▶ _Required action_: Go through the records below and copy out every line that contains the word "facade".

═════ Dataset excerpts ═════

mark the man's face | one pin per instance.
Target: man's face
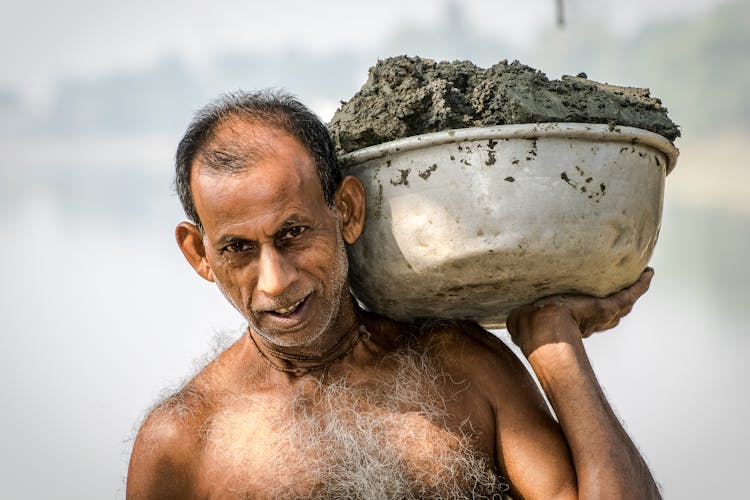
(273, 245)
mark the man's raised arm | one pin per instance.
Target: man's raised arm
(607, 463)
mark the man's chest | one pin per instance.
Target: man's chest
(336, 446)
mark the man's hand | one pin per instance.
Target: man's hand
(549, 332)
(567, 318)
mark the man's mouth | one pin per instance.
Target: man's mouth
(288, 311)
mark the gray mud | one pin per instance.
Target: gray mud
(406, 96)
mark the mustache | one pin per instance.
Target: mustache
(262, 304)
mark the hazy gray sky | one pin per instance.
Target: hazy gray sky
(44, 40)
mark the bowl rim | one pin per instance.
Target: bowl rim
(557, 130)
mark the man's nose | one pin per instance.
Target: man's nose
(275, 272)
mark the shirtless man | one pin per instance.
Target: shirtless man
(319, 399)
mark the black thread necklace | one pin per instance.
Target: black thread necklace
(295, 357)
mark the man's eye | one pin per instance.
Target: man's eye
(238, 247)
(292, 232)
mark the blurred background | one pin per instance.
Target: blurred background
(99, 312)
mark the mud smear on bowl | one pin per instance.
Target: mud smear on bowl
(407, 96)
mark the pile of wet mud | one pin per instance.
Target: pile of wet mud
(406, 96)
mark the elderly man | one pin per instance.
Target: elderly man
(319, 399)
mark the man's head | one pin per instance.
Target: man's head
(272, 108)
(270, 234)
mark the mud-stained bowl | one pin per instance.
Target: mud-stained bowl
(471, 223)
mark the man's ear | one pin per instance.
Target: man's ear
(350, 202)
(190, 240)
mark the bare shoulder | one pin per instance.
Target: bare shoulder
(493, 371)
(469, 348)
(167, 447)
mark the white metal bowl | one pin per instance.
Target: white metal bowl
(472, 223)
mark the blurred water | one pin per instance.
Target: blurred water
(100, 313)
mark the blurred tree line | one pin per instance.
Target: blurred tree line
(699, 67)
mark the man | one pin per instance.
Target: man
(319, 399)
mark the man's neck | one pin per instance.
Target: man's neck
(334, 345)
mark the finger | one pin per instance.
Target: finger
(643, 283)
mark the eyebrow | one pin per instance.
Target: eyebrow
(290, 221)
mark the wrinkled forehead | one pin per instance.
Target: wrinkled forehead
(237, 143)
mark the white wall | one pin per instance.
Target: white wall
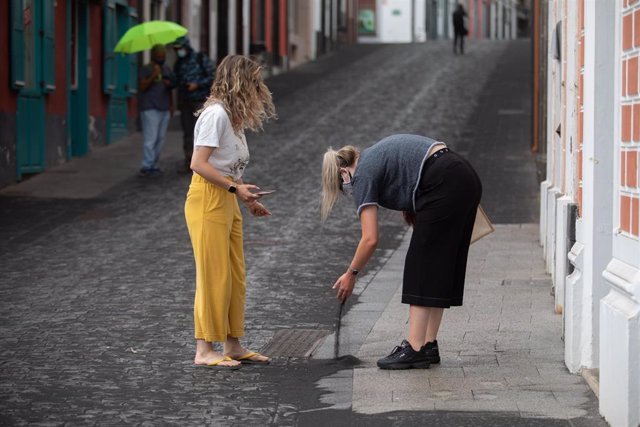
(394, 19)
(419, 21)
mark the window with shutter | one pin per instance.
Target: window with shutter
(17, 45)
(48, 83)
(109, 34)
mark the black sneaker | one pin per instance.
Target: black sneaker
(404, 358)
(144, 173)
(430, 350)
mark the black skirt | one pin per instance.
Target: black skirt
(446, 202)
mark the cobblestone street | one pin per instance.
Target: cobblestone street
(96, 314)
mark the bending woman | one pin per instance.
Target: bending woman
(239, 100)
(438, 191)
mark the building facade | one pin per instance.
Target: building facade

═════

▶ _Answer box_:
mark the building facade | one pin per instance.
Target: building facade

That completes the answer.